Extracto:
· · · ·

La idea de un tren recorriendo la zona no es nueva, ya la habían escuchado antes por boca de los expresidentes Ernesto Zedillo y Enrique Peña Nieto acerca de construir un “Tren Peninsular”, un proyecto parecido al Proyecto Integral del Istmo de Tehuantepec, que naufragó sin cumplirse tampoco las promesas de Vicente Fox y Felipe Calderón.
De tal dimensión eran los sueños, que el gobierno de entonces, del Partido Revolucionario Institucional (PRI), lo llamó el “Tren bala de Yucatán”, pero solo López Obrador se atrevió incorrectamente a llamarlo Maya.
La protesta es de Antonio Ortiz, un agricultor cercano a Calakmul, junto a la parada número 18 de Xpuji, asegura que de colmenas como la suya en Yucatán —México es el tercer productor mundial de miel— sale uno de los néctares más puros del mundo.
De aquí se obtiene la mejor de las mieles que se exporta principalmente a Europa gracias a la abeja melipona y a una calidad que no han podido igualar los siropes industriales ni las imitaciones chinas de remolacha.
Para producir un kilo de miel, las abejas hacen cientos de miles vuelos de la colmena a la flor y viceversa y Antonio cree que un tren a alta velocidad aturdirá a las abejas y les alterará el radar que consigue que regresen.
Según él, la producción de miel ha bajado notablemente y el futuro de diez mil apicultores de Yucatán está en riesgo debido a la deforestación, el uso de semillas transgénicas, los químicos que contaminan los panales y, ahora, el tren, que golpea la forma de vida de muchas comunidades indígenas.
“Dicen que podremos sacar y vender mejor nuestros productos, pero esos vagones serán para las grandes empresas: Cemex, Wall Mart, las granjas porcinas… ¿A poco va a ser para que pueda yo llevar mi miel o la milpa?”, dice junto a la chimenea de su casa.
Las gallinas corretean junto a sus pies y el agua se filtra por las paredes de madera mojando la pirámide de mazorcas de la sala, y las palabras quedan suspendidas en el aire.
La relación de los mayas de Yucatán con el Estado mexicano siempre ha sido compleja. Hasta la llegada de los españoles, los mayas ocupaban estas tierras. Y, aunque no era la civilización todopoderosa de antaño, sus descendientes estaban regados por Chiapas, Guatemala, Belice y el propio Yucatán.

· · · ·

Extractos de datos:
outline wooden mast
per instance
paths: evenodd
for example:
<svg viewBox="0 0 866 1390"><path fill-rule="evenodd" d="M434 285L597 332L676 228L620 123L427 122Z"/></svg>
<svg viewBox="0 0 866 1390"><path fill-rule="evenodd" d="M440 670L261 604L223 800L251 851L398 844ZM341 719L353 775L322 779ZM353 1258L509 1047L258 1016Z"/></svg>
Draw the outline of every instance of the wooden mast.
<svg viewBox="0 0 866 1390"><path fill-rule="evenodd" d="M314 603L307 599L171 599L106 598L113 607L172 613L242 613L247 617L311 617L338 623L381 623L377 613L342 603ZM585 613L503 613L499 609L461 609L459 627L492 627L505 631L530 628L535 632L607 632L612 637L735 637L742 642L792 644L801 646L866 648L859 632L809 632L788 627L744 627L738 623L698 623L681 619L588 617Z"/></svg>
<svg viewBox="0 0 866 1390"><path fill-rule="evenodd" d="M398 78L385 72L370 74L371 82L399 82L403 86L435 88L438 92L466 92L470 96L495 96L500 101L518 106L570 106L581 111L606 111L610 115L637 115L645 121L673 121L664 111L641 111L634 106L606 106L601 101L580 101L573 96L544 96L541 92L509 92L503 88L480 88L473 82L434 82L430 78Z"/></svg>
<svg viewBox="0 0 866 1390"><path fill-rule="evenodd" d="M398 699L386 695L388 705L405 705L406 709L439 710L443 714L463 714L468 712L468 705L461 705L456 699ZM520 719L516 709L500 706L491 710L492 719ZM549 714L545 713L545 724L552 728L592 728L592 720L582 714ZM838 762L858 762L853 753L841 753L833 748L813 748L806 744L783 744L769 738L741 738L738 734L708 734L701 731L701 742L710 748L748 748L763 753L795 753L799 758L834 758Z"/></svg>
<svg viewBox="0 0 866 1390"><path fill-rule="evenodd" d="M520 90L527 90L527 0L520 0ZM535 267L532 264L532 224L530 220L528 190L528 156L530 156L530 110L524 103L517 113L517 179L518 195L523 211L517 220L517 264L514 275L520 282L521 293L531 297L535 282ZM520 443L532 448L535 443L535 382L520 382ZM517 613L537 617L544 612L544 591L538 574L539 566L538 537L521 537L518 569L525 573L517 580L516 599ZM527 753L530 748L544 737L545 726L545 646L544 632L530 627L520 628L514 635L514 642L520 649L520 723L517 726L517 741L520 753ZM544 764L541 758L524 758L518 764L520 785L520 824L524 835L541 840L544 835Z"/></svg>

· · · ·

Qué se pide:
Extrae palabra por palabra el tramo del texto sobre el tren y la miel de Yucatán que va desde "La relación de" hasta "el propio Yucatán.".

Respuesta:
La relación de los mayas de Yucatán con el Estado mexicano siempre ha sido compleja. Hasta la llegada de los españoles, los mayas ocupaban estas tierras. Y, aunque no era la civilización todopoderosa de antaño, sus descendientes estaban regados por Chiapas, Guatemala, Belice y el propio Yucatán.